Update these lines so that every "layout" becomes "format", with nothing else changed. Leave the pictures out of your answer.

## START Supplied entries

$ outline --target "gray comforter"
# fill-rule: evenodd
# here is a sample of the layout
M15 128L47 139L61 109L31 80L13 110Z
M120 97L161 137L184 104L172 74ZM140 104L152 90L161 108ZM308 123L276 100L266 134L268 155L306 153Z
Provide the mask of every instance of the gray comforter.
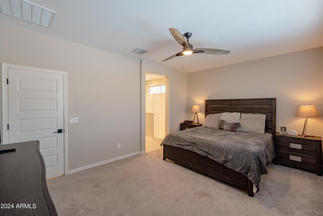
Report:
M260 175L275 156L273 135L231 132L203 126L170 134L168 145L206 156L246 176L259 190Z

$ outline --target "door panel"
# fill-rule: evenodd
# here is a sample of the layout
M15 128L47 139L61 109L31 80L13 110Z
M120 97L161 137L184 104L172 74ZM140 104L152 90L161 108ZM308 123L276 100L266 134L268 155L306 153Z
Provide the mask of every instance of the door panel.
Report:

## END Supplied entries

Solved problem:
$ outline --target "gray comforter"
# fill-rule: evenodd
# here is a sample of the format
M15 128L47 139L61 109L31 80L13 110Z
M120 97L161 137L184 104L172 74ZM140 104L152 90L161 108ZM308 123L276 100L266 134L268 155L306 153Z
Provide the mask of every instance of the gray comforter.
Report:
M260 175L275 156L273 135L231 132L203 126L170 134L168 145L206 156L246 176L259 190Z

$ outline --target "door panel"
# fill-rule: evenodd
# here is a sample of the format
M15 128L47 139L61 109L31 80L13 110Z
M120 97L161 137L184 104L172 74ZM140 104L152 90L161 108ZM308 123L276 100L266 134L268 155L306 153Z
Provide the mask of every instance of the door panel.
Report:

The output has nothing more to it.